- Task prompt: Scan the entries below for the word "cabinet" and copy every line in which it occurs.

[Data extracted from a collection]

_ _ _ _

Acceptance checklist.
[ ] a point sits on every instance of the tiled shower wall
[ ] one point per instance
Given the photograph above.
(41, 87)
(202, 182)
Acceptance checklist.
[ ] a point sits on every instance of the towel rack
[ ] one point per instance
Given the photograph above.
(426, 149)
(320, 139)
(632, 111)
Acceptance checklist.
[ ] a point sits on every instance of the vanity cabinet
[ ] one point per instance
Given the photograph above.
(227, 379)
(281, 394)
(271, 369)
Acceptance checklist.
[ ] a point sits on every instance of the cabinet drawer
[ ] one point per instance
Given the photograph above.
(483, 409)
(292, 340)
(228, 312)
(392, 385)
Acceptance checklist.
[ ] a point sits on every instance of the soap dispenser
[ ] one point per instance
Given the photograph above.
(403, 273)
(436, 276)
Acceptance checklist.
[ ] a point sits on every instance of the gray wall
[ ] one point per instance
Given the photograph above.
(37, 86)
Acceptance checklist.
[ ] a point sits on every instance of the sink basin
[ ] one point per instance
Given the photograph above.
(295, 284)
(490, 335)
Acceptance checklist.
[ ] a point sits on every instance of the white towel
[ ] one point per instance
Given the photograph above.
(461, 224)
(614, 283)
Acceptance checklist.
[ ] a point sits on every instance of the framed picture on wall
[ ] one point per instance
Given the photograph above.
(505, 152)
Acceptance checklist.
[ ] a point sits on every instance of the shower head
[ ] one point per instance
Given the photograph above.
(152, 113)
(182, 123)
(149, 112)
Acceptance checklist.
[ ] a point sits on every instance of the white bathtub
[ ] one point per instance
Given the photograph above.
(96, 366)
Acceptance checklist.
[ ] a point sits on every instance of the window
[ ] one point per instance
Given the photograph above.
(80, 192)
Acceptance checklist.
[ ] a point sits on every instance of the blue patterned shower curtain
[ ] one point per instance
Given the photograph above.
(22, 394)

_ _ _ _

- Problem solution:
[ ] a point sits on every instance of the vanity cabinet
[ ] a point sits on every instance of the cabinet drawer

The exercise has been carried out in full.